Conversations About the Future

Happy New Year, Brij! I’m so grateful that we have such a gifted advocate for public health right here in the Central Valley. Thank you for your insightful commentary that places these complex global issues within a local context, like your recent discussion with Richard Beene on the importance of coming back for the a second treatment of the vaccine.

I’ve spent the last few months having some really fruitful conversations about education and the future. We can’t really build the future that we want for our students if we don’t start by talking about what that future would even look like. Once our visions of the future are in alignment, we can start actualizing them in a productive way with our students. In my role as Chair of the Accrediting Commission for Community and Junior Colleges, I had the privilege of putting together an eight-part seminar series on the future of learning. Hundreds of educators from across the West Coast, Hawaii, and the pacific came together to engage with our panel of speakers from across the world of academia, policy, and workforce development. Throughout the seminar series, participants got to ask questions of each of the panelists and comment on their work, and you could sense our disparate visions for community college access, curriculum, and equity beginning to come into alignment with each session.

Sonya Christian on student learning.

During the Seminar Series, a number of themes began to emerge. One of the most dominant themes that emerged is that academia as a whole, and community colleges in particular, need to find ways to recognize the social construction of learning and the learning that our students have gained before they even step into the walls of our institution.

A most crucial component to this is technology, and we had Wayne Skipper from Concentric Sky to explain the innovative approach to open badging and micro-credentialing through the Badgr platform and Bakersfield College’s Program Pathways Mapper.

Bill Moseley and Wayne Skipper talk about badging and micro-credentialing.

Try it
In the post on conversations about the future, who explained open badging and micro-credentialing through the Badgr platform? The records are not needed for this.

Provided information
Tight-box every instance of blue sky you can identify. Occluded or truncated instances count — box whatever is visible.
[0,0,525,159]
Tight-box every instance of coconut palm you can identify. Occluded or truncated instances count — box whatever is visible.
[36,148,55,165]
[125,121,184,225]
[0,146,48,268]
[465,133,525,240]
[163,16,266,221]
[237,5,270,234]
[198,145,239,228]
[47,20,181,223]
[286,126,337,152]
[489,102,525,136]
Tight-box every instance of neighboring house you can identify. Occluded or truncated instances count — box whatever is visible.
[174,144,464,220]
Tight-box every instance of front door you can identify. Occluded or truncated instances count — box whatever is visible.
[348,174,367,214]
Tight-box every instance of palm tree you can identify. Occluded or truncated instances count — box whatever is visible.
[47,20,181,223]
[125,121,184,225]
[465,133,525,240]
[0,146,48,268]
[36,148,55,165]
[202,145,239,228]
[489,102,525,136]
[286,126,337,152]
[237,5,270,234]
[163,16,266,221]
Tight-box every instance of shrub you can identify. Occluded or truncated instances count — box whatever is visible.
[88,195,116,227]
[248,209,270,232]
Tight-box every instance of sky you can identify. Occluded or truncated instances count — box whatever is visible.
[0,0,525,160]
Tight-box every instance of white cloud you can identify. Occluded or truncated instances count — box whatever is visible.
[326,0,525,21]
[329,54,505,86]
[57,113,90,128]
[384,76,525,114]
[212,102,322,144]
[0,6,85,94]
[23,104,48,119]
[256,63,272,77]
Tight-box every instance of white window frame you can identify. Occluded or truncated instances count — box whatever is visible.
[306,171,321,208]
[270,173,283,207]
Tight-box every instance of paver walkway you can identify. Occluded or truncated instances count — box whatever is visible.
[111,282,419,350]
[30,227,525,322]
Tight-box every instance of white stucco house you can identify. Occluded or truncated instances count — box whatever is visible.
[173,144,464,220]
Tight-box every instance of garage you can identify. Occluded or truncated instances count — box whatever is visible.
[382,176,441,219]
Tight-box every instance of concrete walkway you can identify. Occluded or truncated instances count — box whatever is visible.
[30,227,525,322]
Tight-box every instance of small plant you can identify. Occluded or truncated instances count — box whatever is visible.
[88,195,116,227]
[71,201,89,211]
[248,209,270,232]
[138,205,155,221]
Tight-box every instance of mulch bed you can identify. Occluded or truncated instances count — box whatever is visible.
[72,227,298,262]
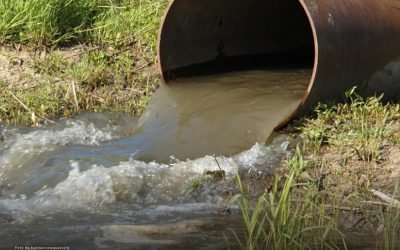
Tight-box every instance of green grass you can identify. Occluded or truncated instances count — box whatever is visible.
[0,0,168,123]
[302,88,400,161]
[233,88,400,249]
[231,151,346,250]
[0,0,167,48]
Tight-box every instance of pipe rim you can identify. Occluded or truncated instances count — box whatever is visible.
[157,0,319,130]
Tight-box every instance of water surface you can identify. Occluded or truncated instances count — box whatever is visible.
[0,70,310,249]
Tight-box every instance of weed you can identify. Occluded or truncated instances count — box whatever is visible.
[302,88,400,161]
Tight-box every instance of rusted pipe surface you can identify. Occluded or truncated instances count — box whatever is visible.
[158,0,400,128]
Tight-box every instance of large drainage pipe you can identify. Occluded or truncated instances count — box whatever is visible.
[158,0,400,127]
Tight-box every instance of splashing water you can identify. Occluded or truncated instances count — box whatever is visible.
[0,68,309,249]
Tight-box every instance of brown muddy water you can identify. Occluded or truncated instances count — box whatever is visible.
[0,70,310,249]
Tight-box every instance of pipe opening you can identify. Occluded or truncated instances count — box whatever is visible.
[159,0,314,79]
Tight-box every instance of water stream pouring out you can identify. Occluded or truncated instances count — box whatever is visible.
[0,0,400,249]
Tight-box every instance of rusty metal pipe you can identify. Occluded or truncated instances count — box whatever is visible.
[158,0,400,127]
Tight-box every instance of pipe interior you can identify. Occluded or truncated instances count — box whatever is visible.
[159,0,314,79]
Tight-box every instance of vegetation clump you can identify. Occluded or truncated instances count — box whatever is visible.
[0,0,167,125]
[233,89,400,249]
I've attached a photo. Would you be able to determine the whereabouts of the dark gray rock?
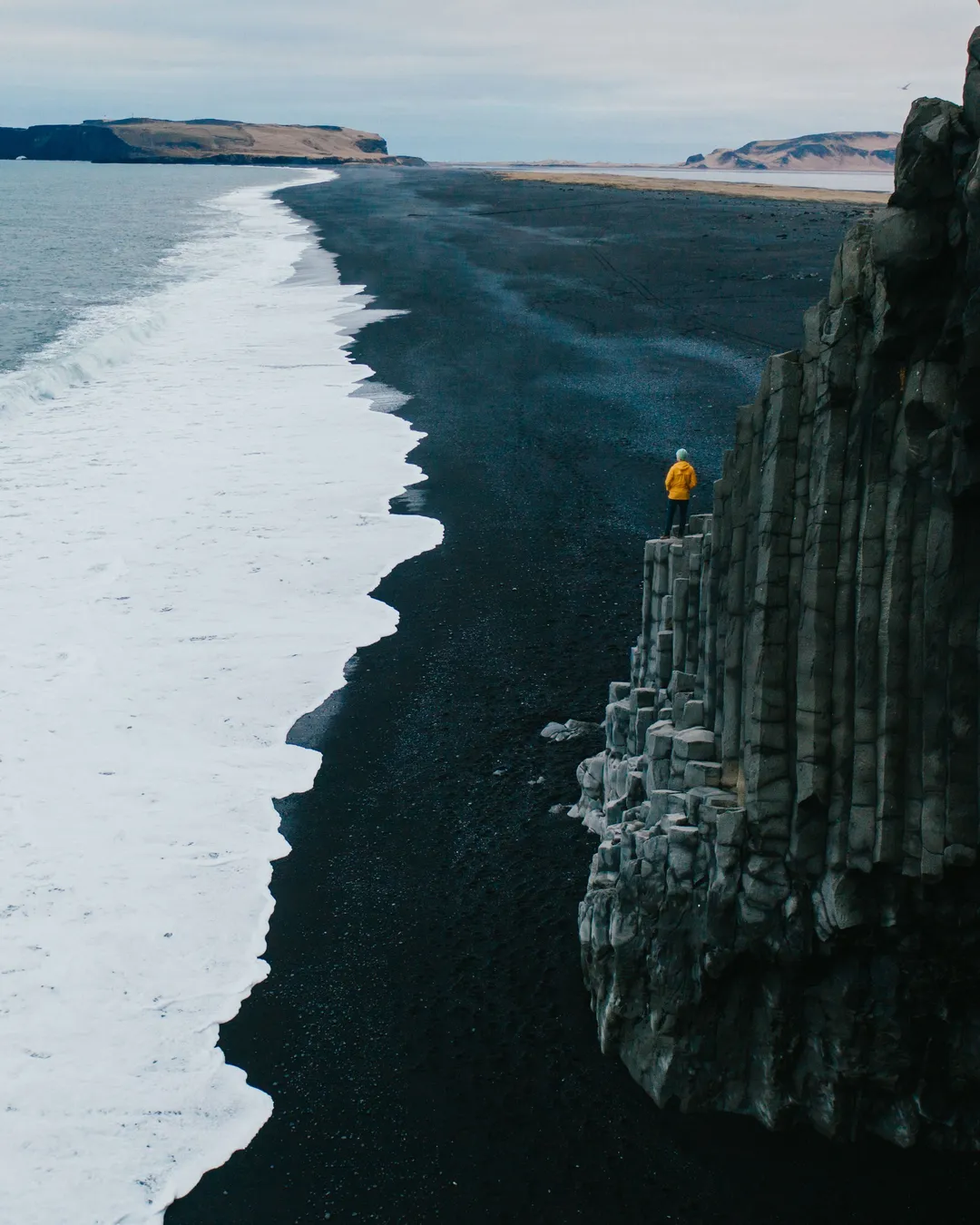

Task output
Wayne Skipper from Concentric Sky.